--- Records provided ---

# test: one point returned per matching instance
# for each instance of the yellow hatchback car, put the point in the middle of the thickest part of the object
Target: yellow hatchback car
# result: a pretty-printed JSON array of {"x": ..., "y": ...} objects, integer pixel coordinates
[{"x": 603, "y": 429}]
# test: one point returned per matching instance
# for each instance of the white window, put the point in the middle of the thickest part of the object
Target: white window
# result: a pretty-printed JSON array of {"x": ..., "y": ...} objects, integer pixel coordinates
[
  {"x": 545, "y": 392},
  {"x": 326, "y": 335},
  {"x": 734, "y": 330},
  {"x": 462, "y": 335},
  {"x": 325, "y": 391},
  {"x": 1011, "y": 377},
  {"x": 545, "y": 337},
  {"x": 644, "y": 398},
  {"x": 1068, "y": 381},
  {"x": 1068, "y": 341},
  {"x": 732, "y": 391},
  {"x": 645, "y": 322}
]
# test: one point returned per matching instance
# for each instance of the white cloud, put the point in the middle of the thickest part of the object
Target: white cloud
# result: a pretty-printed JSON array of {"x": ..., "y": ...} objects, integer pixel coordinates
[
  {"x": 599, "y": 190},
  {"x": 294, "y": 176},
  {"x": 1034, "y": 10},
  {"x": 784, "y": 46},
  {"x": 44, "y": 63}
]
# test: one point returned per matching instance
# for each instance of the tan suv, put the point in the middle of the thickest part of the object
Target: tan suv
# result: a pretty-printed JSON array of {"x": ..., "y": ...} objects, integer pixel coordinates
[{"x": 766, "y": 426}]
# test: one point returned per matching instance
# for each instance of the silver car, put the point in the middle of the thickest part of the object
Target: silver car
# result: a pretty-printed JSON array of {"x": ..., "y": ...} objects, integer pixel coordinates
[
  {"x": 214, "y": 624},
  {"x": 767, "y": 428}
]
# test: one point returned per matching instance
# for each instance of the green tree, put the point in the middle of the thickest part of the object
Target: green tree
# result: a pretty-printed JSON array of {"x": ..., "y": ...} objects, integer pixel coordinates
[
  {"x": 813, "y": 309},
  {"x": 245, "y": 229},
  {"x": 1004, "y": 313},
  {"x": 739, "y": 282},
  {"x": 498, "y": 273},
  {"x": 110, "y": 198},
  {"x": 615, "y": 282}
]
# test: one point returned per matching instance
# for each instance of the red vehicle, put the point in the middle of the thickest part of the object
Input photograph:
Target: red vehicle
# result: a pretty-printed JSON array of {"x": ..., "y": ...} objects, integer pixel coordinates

---

# [Aim of the exercise]
Can you reproduce all the entries above with every "thickest part" replaced by "widest part" and nothing else changed?

# [Answer to the problem]
# test: one point returned per matching instance
# for each instance of the yellow hatchback car, put the point in the middle of the widest part of the object
Target: yellow hatchback car
# result: a pretty-printed JSON array of {"x": ..., "y": ...} objects, integer pixel coordinates
[{"x": 603, "y": 429}]
# test: one point returned per matching instance
# for each instance of the white window, put the point in the middle of the widest part of the object
Target: white window
# result: a pretty-printed JSON array of {"x": ..., "y": ...} objects, integer pixel coordinates
[
  {"x": 545, "y": 392},
  {"x": 326, "y": 335},
  {"x": 734, "y": 330},
  {"x": 462, "y": 335},
  {"x": 325, "y": 391},
  {"x": 1011, "y": 377},
  {"x": 545, "y": 337},
  {"x": 644, "y": 398},
  {"x": 1068, "y": 381},
  {"x": 1068, "y": 341},
  {"x": 732, "y": 391},
  {"x": 645, "y": 322}
]
# test: one point returned per matching instance
# for each instance of the white cloud, put the point in the middle of the widest part of the object
Target: white cloud
# result: a pretty-printed JSON array of {"x": ..., "y": ...} objects, integer pixel coordinates
[
  {"x": 599, "y": 190},
  {"x": 294, "y": 176},
  {"x": 1034, "y": 10},
  {"x": 784, "y": 46},
  {"x": 44, "y": 63}
]
# test: one point returned per matching instance
# for each instance of the tan suv, put the point in the middle of the widest part of the object
Target: tan suv
# result: a pretty-printed JSON array of {"x": ..., "y": ...} objects, integer pixel coordinates
[{"x": 766, "y": 426}]
# test: one point returned per matching instance
# for each instance of the silver car, put the point in the middle of the widest part of the object
Target: silver car
# result: a pretty-printed JSON array of {"x": ..., "y": ...} objects, integer pixel coordinates
[
  {"x": 214, "y": 624},
  {"x": 767, "y": 428}
]
# test: one point returned per matching instance
# for each instance of the green tree, put the point in the middle of the widest part of the object
Target: green tree
# result: a pretty-printed JSON array of {"x": ..., "y": ...} objects, integer pixel coordinates
[
  {"x": 813, "y": 309},
  {"x": 245, "y": 229},
  {"x": 1004, "y": 313},
  {"x": 739, "y": 282},
  {"x": 498, "y": 273},
  {"x": 110, "y": 198},
  {"x": 615, "y": 282}
]
# test: one point returned per matching instance
# for each instance of the red vehicle, put the point in the middle of the widest part of the object
Input photograph:
Target: red vehicle
# result: a pretty-printed JSON array of {"x": ..., "y": ...} objects, integer pixel coordinates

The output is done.